Challenge - Reproduce the material below in full, substituting "outline" for "segmentation" and leaving everything else unchanged.

Rows -
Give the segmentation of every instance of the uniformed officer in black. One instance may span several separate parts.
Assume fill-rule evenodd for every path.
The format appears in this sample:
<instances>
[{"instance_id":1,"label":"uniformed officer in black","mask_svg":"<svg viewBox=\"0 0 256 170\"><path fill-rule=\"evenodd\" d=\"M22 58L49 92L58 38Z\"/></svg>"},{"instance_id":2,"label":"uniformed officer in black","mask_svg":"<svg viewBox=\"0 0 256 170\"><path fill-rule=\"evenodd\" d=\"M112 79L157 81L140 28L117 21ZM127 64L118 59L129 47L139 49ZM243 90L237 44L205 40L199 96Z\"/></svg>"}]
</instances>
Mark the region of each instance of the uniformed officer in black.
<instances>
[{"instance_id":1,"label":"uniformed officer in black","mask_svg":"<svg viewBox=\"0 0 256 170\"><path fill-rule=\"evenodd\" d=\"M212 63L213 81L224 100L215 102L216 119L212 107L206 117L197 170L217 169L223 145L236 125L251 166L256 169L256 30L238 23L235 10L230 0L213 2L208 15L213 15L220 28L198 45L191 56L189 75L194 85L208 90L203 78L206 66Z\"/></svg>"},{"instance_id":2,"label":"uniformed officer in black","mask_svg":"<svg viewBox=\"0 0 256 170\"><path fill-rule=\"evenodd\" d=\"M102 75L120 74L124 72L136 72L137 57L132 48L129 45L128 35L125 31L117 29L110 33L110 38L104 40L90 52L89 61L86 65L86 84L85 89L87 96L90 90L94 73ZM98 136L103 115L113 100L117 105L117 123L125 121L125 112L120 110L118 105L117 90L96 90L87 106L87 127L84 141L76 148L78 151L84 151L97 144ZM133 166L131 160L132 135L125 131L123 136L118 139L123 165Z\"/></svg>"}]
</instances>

Output below -
Give the outline of every instance of the uniformed officer in black. One instance may span several separate parts.
Assume fill-rule evenodd for every path.
The format appears in this sample:
<instances>
[{"instance_id":1,"label":"uniformed officer in black","mask_svg":"<svg viewBox=\"0 0 256 170\"><path fill-rule=\"evenodd\" d=\"M22 58L49 92L58 38Z\"/></svg>"},{"instance_id":2,"label":"uniformed officer in black","mask_svg":"<svg viewBox=\"0 0 256 170\"><path fill-rule=\"evenodd\" d=\"M112 79L157 81L140 28L117 21ZM127 64L118 59L129 47L139 49ZM243 90L237 44L205 40L199 96Z\"/></svg>"}]
</instances>
Mark the region of each instance of the uniformed officer in black.
<instances>
[{"instance_id":1,"label":"uniformed officer in black","mask_svg":"<svg viewBox=\"0 0 256 170\"><path fill-rule=\"evenodd\" d=\"M212 63L213 81L224 100L215 102L216 119L212 107L206 117L197 170L217 169L223 145L236 125L251 166L256 169L256 30L238 23L235 10L230 0L213 2L208 15L213 15L220 28L198 45L191 56L189 75L194 85L208 90L203 78L206 66Z\"/></svg>"},{"instance_id":2,"label":"uniformed officer in black","mask_svg":"<svg viewBox=\"0 0 256 170\"><path fill-rule=\"evenodd\" d=\"M102 75L120 74L124 72L136 72L137 57L132 48L129 45L128 35L125 31L117 29L110 33L110 38L104 40L90 52L89 61L86 65L86 84L85 89L87 96L90 90L94 73ZM98 136L103 115L113 100L117 105L117 123L125 121L125 112L120 110L118 105L117 90L96 90L87 106L87 127L84 141L76 148L78 151L84 151L97 144ZM133 166L131 160L132 135L125 131L123 136L118 139L123 165Z\"/></svg>"}]
</instances>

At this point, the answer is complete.